Could every line of the data be copied out once more, exactly?

Region pointing data:
· · ·
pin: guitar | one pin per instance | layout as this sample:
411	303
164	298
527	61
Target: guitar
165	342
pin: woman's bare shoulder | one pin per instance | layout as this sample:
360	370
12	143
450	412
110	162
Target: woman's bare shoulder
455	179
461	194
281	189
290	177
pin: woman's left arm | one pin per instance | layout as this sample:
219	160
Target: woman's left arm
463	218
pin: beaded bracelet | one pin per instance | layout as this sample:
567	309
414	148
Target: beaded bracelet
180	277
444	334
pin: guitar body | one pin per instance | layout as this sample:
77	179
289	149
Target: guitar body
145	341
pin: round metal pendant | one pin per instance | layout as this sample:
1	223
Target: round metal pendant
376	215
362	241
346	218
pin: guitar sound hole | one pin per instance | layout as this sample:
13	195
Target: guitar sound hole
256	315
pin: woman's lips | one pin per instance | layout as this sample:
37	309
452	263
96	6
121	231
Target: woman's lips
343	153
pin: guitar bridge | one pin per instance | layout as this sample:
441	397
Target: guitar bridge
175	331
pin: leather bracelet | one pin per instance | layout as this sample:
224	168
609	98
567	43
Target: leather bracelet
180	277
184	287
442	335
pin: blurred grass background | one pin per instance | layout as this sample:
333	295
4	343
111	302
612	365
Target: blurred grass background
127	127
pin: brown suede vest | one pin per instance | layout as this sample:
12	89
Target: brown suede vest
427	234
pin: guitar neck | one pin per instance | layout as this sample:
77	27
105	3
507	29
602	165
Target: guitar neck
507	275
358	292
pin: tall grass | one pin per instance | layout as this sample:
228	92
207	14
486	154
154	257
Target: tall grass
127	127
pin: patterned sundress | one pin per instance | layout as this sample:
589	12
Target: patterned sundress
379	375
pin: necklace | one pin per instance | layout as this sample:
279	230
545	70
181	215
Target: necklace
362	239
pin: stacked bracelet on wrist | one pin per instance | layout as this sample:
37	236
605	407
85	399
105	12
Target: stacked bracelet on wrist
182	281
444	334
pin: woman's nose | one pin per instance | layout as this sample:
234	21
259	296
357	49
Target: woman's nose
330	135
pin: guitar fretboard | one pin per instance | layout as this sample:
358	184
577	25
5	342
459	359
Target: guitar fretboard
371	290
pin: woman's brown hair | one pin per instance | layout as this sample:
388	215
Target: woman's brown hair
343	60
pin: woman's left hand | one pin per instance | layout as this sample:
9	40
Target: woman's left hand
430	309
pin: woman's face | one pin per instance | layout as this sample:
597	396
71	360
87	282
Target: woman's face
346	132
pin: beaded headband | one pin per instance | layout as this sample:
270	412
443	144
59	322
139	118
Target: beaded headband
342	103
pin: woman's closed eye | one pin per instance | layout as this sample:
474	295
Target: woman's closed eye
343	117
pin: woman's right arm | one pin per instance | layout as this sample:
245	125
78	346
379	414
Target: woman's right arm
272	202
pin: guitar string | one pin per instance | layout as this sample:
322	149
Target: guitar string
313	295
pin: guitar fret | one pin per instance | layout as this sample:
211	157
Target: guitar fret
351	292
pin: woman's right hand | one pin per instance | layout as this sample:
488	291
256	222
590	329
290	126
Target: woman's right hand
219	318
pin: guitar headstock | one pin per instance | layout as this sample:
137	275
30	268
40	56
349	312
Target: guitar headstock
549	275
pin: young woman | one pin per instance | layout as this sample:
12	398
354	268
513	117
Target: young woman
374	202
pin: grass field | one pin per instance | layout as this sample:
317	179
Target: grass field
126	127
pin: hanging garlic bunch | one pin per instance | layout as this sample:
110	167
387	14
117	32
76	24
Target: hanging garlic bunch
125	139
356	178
· · ·
**Problem solution**
pin: guitar | one pin per instance | layout as this sample:
411	303
164	298
527	61
Target: guitar
165	342
pin: woman's bare shoulder | one pin per instance | layout as this sample:
360	370
12	143
450	412
110	162
Target: woman's bare shoulder
455	179
461	194
281	189
290	177
pin: woman's left arm | one pin per instance | layout as this sample:
219	160
Target: woman's left arm
463	218
pin: beaded bracelet | one pin per instance | layout as this sample:
567	309
414	148
Target: beaded bracelet
180	277
444	334
pin: guitar body | one pin per instance | layout as this sample:
77	179
289	149
Target: guitar body
145	341
pin: round metal pendant | one pin per instance | layout as this sample:
1	223
Target: round metal pendant
376	215
362	241
346	218
pin: guitar sound hole | one pin per instance | layout as this sample:
13	195
Target: guitar sound hole
256	315
pin: woman's lips | one pin per instance | layout as this sample:
37	309
452	263
96	6
121	231
Target: woman's lips
343	153
pin: guitar bridge | one pin per instance | layout as this sample:
441	397
Target: guitar bridge
175	331
pin: leather bracelet | one pin per instance | layout as this sample:
224	168
609	98
567	43
Target: leather bracelet
180	277
184	287
442	335
pin: blurred grass background | one pin per instance | layout as this sample:
333	295
4	343
111	302
612	365
Target: blurred grass background
127	127
pin: brown suede vest | one pin per instance | layout as this sample:
12	89
Target: brown suede vest
427	234
pin: guitar neck | one pin per instance | layout as this sample:
77	27
105	3
507	29
602	165
Target: guitar neck
507	275
358	292
pin: tall grass | one pin per instance | layout as this sample:
228	92
207	14
486	154
154	257
Target: tall grass
127	127
pin: patterned sundress | one pin per instance | layout as this sample:
589	12
Target: patterned sundress
379	375
pin: necklace | one pin per instance | layout as this sample:
279	230
545	70
181	215
Target: necklace
362	239
pin: stacked bracelet on wrist | one pin per instance | layout as this sample:
37	236
605	407
85	399
105	12
Target: stacked bracelet on wrist
182	281
444	334
pin: woman's nose | one pin per instance | layout as this sample:
234	21
259	296
357	49
Target: woman's nose
330	135
pin: guitar fretboard | one pin per instance | layout as this sample:
358	184
577	25
5	342
459	359
Target: guitar fretboard
371	290
pin: woman's brown hair | one pin per instance | layout as this sample:
388	215
Target: woman's brown hair
343	60
pin: woman's left hand | one pin per instance | layout as this sample:
9	40
Target: woman's left hand
430	309
pin: woman's face | one pin per instance | layout as this sample:
597	396
71	360
87	282
Target: woman's face
346	132
pin: beaded headband | one pin per instance | layout as this sample:
270	412
443	144
59	322
139	118
Target: beaded headband
342	103
pin: woman's closed eye | one pin per instance | layout as this sample:
474	295
Target: woman's closed eye
343	117
pin: woman's right arm | one pin per instance | layout as this sample:
245	125
78	346
379	414
Target: woman's right arm
272	202
pin: guitar string | one pin per instance | layout as this sample:
322	149
Target: guitar string
313	295
pin: guitar fret | one pin per instance | layout as this sample:
211	157
Target: guitar fret
351	292
pin: woman's right hand | one pin per instance | layout as this sample:
488	291
256	222
590	329
290	126
Target: woman's right hand
219	318
pin: guitar headstock | one pin per instance | layout as this sample:
137	275
30	268
40	56
349	312
Target: guitar headstock
549	275
pin: young woman | one pin per instance | layout as this sample:
12	398
354	268
513	117
Target: young woman
374	202
pin: grass field | one pin per instance | layout as this sample:
317	179
Target: grass field
126	127
pin: hanging garlic bunch | one pin per instance | layout as this sample:
110	167
387	14
117	32
76	24
Target: hanging garlic bunch
125	139
356	178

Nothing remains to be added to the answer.